● 課題内容
以下の引用文の【解決手段】において、括弧書きで数字の参照符号が付されている名称をすべて、その符号とともに挙げてください。

***** 引用文

説明

排気タービン、排熱回収システム及び排熱回収システムの運転方法

【課題】多機関装置においてタービンブレードにおける振動誘発を回避しながら排熱回収における効率改善を実現するような排気タービンを提供する。
【解決手段】排気タービン(20)は、タービンハウジング(21)、タービンハウジング内に回転可能に軸受され、複数のタービンブレード(23a)を有するロータ(23)、タービンブレードへの排気流を制御するための、タービンハウジング内に配置されたガイドバッフル(24)を有しており、タービンハウジングは、ガイドバッフルを介して排気をタービンブレードに導くための複数の排気インテーク通路(22a,22b)を有しており、それぞれの排気インテーク通路はガイドバッフルまでは互いに別々であり、また、各排気インテーク通路にはそれぞれの排気インテーク通路内の排気圧力(PI,PII)を測定するための圧力センサが配置されている。

【発明の詳細な説明】
【技術分野】
【0001】
本発明は排気タービン、そのような排気タービンを装備した排熱回収システム、及びそのような排熱回収システムの運転方法に関する。
【背景技術】
【0002】
船舶に使用される多機関装置、つまり複数の内燃機関を有する装置においては、一つの排気ラインに故障があっても他の内燃機関の運転方法に影響が出ないよう、内燃機関のそれぞれの排気ラインは互いに独立して実施される。
【0003】
多機関装置のために排熱を利用する蒸気タービン及び排気タービンを有するWHR(Waste-Heat-Recovery 排熱回収)システムが実施される場合、通常は、内燃機関ごとにそれぞれ一つの排気タービンが設けられる。
【0004】
しかしながら複数の小型の排気タービンは、(一つの大型排気タービンに比較して)効率が悪いという点、及び、高速運転される複数のギヤを持つ構造は(大型でゆっくり運転される排気タービンに比較して)より複雑であり、また、損失もより高く、共用ギヤによる追加的な損失もあるという点に関して欠点がある。
【0005】
一つの大きな排気タービン又はパワータービンの前で複数の排気バイパスラインを一緒に実施した場合、内燃機関が、さまざまな負荷において運転されて排気圧力がさまざまであれば、内燃機関のそれぞれの排気システム内で互いに反動が生じる。
【発明の概要】
【発明が解決しようとする課題】
【0006】
本発明の課題は、多機関装置においてタービンブレードにおける振動誘発を回避しながら排熱回収における効率改善を実現することが可能な、排気タービン、そのような排気タービンを装備した排熱回収システム、及び、そのような排熱回収システムの運転方法を提供することである。
【課題を解決するための手段】
【0007】
この課題は請求項1に記載の排気タービン、請求項7に記載の排熱回収システム、請求項10に記載の方法により解決される。本発明の発展形はそれぞれの従属請求項で定義されている。

**********
***** 記録一覧

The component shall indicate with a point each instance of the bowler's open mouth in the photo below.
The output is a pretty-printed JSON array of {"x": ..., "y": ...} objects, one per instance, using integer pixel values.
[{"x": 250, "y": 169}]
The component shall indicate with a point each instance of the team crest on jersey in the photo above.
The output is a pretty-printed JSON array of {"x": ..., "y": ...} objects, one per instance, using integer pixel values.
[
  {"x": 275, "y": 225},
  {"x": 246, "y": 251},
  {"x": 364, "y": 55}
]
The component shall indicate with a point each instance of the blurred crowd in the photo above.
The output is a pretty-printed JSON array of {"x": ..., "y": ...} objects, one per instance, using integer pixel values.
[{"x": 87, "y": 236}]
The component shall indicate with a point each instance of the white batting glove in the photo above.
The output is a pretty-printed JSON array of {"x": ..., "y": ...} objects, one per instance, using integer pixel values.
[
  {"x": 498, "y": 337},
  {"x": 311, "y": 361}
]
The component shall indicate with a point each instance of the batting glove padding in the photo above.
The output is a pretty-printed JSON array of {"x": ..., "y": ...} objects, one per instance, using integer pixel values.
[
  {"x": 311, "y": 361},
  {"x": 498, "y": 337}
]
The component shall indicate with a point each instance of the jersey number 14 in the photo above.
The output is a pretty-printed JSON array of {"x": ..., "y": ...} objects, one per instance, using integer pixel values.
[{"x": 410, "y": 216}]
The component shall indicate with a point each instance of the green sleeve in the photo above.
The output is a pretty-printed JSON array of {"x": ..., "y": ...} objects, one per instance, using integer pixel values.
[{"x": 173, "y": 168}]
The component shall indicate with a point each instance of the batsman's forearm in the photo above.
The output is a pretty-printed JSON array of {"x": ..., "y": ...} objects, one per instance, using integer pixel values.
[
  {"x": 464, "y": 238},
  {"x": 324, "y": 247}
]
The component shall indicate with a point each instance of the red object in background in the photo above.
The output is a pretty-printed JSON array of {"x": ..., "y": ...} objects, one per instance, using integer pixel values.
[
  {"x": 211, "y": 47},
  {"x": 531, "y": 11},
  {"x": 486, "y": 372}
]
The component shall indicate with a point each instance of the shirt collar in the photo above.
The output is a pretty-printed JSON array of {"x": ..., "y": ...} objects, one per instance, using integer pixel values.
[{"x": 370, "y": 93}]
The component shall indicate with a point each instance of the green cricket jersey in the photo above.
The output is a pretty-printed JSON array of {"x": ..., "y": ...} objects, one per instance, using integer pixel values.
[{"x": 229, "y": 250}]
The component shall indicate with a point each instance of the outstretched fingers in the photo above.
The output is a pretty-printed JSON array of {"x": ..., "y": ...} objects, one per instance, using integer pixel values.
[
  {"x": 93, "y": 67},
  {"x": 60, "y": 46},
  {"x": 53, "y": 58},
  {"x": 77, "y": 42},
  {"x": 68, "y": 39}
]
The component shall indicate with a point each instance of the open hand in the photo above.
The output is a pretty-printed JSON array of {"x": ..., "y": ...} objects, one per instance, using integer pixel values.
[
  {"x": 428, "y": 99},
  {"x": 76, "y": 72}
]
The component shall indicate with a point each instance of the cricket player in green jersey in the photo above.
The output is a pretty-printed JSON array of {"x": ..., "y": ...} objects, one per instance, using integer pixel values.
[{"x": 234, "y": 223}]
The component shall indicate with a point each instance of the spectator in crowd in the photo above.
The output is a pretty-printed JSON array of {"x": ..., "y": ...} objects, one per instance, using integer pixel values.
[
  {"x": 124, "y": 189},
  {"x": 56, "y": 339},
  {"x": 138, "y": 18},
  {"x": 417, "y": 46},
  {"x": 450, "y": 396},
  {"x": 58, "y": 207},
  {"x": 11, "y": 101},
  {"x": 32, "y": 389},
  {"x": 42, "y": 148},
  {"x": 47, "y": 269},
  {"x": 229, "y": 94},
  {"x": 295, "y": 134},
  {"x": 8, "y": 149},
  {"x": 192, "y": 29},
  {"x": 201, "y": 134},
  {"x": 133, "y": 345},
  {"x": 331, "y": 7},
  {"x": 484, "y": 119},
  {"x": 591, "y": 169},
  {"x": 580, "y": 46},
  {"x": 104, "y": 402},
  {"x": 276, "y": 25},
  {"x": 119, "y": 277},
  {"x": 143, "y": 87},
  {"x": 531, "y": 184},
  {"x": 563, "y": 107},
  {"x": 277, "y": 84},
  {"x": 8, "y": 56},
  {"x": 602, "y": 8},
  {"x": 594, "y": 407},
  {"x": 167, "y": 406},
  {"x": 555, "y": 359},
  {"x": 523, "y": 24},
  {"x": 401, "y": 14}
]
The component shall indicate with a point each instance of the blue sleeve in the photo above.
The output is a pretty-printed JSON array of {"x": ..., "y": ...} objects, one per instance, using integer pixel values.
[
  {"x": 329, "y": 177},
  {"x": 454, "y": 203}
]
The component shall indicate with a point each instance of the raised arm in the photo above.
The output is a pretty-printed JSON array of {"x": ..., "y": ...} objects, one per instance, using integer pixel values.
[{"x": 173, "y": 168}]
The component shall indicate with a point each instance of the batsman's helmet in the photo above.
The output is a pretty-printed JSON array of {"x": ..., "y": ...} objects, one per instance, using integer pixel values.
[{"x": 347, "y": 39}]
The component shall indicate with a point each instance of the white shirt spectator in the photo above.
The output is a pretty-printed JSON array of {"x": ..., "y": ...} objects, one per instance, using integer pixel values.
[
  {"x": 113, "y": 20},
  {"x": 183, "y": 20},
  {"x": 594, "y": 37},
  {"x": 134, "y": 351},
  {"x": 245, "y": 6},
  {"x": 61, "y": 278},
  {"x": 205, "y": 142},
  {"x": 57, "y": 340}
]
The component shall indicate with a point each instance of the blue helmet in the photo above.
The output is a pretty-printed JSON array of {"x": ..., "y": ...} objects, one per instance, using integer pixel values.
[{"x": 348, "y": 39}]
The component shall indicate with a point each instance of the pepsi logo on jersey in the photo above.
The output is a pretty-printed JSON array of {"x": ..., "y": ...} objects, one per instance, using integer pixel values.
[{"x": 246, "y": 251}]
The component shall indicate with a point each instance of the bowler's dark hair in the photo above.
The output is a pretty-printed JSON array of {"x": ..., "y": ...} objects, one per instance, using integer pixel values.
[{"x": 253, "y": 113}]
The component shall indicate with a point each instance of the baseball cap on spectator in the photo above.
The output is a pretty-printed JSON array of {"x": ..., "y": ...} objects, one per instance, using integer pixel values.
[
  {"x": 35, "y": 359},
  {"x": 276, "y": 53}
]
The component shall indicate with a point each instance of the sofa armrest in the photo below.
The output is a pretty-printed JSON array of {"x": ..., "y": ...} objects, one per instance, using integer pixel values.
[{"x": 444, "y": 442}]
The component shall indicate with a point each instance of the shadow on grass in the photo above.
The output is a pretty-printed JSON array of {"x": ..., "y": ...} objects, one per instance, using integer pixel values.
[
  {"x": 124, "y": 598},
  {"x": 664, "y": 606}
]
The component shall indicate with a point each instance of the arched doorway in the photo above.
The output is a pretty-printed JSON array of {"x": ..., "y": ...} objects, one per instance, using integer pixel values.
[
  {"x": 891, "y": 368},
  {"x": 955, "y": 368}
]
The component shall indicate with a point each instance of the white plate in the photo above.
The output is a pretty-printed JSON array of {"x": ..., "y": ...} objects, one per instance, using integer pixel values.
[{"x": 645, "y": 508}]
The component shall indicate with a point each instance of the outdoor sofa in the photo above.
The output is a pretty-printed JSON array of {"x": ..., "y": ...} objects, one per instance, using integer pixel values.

**********
***** 記録一覧

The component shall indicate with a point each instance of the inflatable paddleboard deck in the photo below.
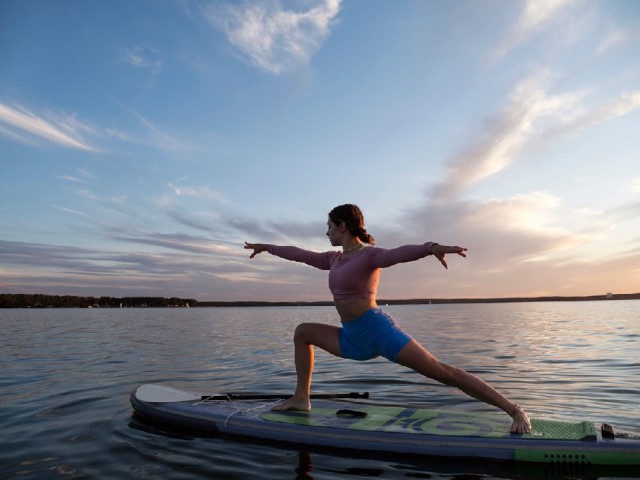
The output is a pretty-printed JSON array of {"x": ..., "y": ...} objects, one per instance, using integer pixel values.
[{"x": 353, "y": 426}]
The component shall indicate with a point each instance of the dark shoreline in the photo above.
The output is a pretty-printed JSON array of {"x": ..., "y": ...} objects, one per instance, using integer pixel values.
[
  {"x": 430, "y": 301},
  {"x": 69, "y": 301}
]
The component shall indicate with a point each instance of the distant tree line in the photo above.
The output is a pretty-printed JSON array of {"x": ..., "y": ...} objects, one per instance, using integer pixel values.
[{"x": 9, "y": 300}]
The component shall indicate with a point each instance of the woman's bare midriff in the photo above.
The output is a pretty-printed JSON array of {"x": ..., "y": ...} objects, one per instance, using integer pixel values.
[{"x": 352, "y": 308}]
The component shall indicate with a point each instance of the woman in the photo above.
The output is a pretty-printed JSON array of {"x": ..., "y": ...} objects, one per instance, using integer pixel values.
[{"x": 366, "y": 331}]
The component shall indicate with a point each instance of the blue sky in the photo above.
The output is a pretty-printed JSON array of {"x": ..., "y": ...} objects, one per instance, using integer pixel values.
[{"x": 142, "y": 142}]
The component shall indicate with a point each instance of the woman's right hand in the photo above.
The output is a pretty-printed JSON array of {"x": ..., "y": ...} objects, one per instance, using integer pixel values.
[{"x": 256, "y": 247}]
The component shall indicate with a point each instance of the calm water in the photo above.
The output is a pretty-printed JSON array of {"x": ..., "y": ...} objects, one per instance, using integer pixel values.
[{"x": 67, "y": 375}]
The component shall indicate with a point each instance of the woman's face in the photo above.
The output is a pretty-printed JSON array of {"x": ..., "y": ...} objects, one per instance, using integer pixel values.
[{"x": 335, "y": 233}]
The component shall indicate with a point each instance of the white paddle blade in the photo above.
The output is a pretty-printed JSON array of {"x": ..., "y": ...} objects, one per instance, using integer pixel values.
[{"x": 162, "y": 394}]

**********
***** 記録一覧

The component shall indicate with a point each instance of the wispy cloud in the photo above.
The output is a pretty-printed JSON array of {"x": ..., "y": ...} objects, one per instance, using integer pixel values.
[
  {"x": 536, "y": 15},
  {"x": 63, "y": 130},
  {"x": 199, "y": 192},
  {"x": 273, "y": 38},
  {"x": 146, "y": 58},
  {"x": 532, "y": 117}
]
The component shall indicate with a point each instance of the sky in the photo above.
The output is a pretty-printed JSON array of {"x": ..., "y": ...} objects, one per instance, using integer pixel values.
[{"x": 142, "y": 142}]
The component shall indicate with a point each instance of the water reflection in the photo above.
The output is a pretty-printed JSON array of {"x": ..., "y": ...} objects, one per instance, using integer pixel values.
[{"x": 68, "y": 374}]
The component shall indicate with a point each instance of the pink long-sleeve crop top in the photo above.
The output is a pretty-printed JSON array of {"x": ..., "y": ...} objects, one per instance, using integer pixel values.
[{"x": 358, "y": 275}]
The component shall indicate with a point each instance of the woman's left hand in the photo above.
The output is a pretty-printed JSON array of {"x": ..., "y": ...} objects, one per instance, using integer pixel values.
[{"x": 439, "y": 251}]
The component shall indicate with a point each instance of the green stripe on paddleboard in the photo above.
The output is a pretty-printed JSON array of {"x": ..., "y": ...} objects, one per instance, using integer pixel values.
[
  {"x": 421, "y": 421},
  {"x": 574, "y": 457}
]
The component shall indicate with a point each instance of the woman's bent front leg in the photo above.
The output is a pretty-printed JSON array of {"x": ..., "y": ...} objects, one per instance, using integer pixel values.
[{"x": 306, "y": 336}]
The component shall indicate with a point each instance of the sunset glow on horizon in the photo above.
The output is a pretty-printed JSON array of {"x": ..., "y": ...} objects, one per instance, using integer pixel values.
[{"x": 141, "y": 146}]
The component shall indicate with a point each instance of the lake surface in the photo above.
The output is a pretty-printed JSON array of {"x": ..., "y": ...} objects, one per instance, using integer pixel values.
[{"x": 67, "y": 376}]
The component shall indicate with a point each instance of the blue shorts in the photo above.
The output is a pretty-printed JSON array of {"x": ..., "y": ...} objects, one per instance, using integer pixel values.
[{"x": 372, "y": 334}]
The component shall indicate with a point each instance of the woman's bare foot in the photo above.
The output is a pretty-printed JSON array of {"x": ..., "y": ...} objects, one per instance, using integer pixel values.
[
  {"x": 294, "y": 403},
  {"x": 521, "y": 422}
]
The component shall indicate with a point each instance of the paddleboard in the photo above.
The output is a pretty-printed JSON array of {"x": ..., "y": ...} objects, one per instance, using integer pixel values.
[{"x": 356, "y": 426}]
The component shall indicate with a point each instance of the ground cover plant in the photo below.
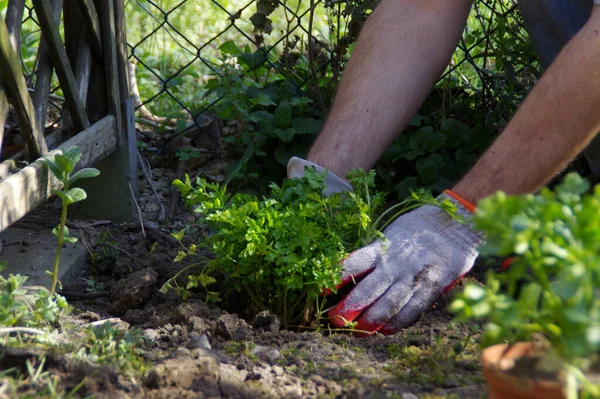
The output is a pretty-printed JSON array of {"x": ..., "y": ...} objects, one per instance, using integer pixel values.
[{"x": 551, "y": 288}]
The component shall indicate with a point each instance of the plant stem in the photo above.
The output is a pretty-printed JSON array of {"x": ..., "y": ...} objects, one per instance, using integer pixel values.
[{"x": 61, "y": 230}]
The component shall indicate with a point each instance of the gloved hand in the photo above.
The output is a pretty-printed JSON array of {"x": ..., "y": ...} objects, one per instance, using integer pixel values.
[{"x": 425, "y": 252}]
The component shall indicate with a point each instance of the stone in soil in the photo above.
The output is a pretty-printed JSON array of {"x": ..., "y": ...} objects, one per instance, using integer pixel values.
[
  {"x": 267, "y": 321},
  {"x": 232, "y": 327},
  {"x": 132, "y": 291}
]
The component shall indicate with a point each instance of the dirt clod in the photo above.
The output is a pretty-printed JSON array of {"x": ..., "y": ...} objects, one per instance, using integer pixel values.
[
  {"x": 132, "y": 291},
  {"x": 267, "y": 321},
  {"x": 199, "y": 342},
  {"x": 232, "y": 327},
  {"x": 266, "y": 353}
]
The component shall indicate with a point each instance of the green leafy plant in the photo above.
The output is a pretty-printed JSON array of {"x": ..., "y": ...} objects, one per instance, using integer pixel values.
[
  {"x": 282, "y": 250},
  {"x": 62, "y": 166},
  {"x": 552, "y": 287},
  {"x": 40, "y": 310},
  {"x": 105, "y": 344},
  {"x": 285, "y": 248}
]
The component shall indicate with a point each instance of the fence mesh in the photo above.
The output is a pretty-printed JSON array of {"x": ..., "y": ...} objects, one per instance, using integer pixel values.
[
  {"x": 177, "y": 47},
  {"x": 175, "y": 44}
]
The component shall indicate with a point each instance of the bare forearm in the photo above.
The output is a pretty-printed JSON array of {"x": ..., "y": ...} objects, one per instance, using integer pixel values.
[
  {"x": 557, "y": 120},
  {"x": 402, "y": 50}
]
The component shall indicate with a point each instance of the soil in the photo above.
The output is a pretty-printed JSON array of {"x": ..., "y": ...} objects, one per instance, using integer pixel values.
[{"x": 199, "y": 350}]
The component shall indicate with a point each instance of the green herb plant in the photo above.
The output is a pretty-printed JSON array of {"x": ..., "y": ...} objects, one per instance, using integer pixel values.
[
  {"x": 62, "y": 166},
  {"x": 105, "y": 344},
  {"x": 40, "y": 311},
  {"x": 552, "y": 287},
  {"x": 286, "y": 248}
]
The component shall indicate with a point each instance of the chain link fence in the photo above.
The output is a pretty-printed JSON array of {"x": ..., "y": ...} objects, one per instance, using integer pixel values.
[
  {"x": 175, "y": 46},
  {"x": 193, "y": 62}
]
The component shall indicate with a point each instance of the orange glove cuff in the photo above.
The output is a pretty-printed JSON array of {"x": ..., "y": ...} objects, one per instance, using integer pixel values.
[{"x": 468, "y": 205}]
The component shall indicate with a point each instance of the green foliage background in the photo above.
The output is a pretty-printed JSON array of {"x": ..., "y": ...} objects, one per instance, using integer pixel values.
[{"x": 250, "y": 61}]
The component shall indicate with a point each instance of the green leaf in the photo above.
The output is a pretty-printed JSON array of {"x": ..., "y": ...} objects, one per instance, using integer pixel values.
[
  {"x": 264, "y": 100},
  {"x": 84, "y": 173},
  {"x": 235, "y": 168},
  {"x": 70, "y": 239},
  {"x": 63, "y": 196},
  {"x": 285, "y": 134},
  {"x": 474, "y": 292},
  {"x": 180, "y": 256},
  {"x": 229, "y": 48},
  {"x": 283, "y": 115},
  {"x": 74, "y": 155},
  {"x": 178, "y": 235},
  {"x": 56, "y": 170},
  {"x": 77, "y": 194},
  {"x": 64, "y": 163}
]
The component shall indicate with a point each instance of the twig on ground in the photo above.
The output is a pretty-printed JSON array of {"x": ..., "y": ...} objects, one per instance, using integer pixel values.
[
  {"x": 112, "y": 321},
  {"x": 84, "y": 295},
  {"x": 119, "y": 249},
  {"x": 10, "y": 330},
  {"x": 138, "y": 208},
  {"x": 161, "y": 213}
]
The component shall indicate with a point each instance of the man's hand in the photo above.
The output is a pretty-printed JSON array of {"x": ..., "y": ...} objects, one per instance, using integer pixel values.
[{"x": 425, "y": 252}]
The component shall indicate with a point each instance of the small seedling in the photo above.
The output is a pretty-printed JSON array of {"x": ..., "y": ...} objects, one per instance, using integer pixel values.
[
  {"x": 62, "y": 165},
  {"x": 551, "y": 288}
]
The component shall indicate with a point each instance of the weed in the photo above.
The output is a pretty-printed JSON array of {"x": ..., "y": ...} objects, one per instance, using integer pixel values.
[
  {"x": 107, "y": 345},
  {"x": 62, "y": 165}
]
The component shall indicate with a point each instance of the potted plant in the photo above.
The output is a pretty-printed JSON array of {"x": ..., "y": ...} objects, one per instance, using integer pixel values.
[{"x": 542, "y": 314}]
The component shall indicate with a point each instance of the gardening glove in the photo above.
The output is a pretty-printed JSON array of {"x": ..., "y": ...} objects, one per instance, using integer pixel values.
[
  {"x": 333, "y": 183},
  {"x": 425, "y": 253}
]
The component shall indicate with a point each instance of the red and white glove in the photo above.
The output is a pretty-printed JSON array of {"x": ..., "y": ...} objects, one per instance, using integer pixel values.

**********

● 課題への回答
排気タービン(20)
タービンハウジング(21)
ロータ(23)
タービンブレード(23a)
ガイドバッフル(24)
排気インテーク通路(22a,22b)